* **Document**:
Upon retiring from GM, Dr. Bordley joined Booz-Allen-Hamilton to take his skills with systems engineering in the commercial sector and apply them back to the defense sector. Echoing the words of a GM executive director, an Army Chief would say, “Bob has a unique gift for seeing the solution to a chaotic situation.”

Bridging Awards
Dr. Bordley recently received the Frank P. Ramsey Medal of lifetime achievement in decision analysis where he was cited for his “enviable record of research contributions, many of them (such as target-oriented utility), directly inspired by his industry experience….His research includes a focus on incorporating important aspects of the decision environment (e.g., targets, suspicion, time delays, problem framing) into the decision analysis toolkit and on expanding the toolkit by developing alternative, theoretically equivalent decision analysis methods (e.g., visual decision trees, creation of hybrid solutions, dynamic morphing of communications based on the individual’s cognitive style.”

Dr. Bordley’s contributions also led to his being named a fellow of INFORMS, the American Statistical Association and the Society of Decision Professionals. He also received the decision analysis best publication award and the Distinguished Educator Award of the Industrial Engineering and Operations Management Society. 

Dr. Bordley continues to focus on bridging divisions within different disciplines and theory and practice with an emphasis on both “rigor and relevance”.

* **Prompt 1**: Using the profile of Dr. Bordley above, decide whether each statement agrees with it: (a) Dr. Bordley went to Booz-Allen-Hamilton after he retired from GM; (b) he was made a fellow of the American Mathematical Society; (c) the Frank P. Ramsey Medal honors lifetime achievement in decision analysis. Answer yes or no for each and quote the words from the profile that settle it.

* **Data**:
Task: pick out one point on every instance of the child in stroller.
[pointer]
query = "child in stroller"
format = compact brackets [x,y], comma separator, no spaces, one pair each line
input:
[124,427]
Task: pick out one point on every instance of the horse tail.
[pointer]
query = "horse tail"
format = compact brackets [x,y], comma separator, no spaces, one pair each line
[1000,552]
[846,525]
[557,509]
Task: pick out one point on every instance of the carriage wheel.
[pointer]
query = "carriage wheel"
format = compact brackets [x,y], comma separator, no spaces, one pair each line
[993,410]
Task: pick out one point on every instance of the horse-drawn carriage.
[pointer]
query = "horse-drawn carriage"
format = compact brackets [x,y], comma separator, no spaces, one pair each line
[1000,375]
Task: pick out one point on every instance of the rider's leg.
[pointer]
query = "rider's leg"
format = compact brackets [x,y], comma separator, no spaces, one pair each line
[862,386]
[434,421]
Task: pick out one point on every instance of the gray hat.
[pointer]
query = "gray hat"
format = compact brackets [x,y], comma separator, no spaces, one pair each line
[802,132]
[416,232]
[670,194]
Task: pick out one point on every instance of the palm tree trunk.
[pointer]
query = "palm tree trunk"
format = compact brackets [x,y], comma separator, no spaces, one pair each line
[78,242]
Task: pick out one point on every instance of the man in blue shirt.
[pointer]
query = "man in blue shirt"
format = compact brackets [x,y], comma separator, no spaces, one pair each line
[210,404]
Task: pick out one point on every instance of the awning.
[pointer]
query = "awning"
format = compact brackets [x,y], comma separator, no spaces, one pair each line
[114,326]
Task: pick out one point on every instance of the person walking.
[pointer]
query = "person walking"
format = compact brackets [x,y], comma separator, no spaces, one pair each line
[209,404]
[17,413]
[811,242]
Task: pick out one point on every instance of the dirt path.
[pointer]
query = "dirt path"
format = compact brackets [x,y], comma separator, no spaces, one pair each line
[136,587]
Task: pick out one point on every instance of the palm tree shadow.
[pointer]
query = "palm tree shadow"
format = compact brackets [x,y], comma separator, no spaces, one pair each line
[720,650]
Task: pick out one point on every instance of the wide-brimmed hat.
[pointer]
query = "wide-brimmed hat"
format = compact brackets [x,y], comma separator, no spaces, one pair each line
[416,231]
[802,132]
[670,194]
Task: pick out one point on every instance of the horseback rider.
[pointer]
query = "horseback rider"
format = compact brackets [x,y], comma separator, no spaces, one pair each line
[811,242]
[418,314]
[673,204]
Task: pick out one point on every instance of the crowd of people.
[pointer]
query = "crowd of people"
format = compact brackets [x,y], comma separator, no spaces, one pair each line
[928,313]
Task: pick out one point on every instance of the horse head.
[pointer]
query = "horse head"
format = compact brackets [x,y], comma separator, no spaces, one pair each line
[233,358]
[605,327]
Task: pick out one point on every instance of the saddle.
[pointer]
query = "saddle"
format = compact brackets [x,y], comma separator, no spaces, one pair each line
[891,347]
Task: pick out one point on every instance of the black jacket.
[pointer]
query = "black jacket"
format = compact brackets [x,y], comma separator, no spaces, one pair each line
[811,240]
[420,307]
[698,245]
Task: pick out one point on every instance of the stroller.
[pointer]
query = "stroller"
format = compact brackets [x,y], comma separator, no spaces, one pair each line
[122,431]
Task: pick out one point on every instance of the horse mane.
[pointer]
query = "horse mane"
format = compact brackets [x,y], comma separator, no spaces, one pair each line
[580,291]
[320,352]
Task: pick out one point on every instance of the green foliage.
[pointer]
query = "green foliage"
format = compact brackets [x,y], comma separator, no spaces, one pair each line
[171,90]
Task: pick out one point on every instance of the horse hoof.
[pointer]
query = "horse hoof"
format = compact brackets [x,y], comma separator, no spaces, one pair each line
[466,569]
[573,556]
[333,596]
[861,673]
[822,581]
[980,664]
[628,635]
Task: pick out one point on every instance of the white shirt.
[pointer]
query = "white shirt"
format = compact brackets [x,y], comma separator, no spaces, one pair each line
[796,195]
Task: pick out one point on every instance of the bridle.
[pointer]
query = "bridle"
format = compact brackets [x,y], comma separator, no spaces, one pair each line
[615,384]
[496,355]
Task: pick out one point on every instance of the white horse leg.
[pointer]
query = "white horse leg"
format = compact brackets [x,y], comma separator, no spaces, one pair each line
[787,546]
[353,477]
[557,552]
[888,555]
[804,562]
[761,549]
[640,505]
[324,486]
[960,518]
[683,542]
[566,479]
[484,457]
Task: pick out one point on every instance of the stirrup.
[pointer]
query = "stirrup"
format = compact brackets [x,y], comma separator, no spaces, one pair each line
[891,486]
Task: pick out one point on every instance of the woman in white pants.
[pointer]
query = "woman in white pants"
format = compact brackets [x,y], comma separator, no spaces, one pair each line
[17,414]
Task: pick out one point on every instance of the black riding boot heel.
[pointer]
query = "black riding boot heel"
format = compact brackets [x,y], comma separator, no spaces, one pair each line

* **Prompt 2**: Find every line in the entries above that contains the word "pants", and copy each of those lines.

* **Complete response 1**:
(a) Yes: "Upon retiring from GM, Dr. Bordley joined Booz-Allen-Hamilton"
(b) No: "named a fellow of INFORMS, the American Statistical Association and the Society of Decision Professionals"
(c) Yes: "the Frank P. Ramsey Medal of lifetime achievement in decision analysis"

* **Complete response 2**:
Task: pick out one point on every instance of the woman in white pants.
query = "woman in white pants"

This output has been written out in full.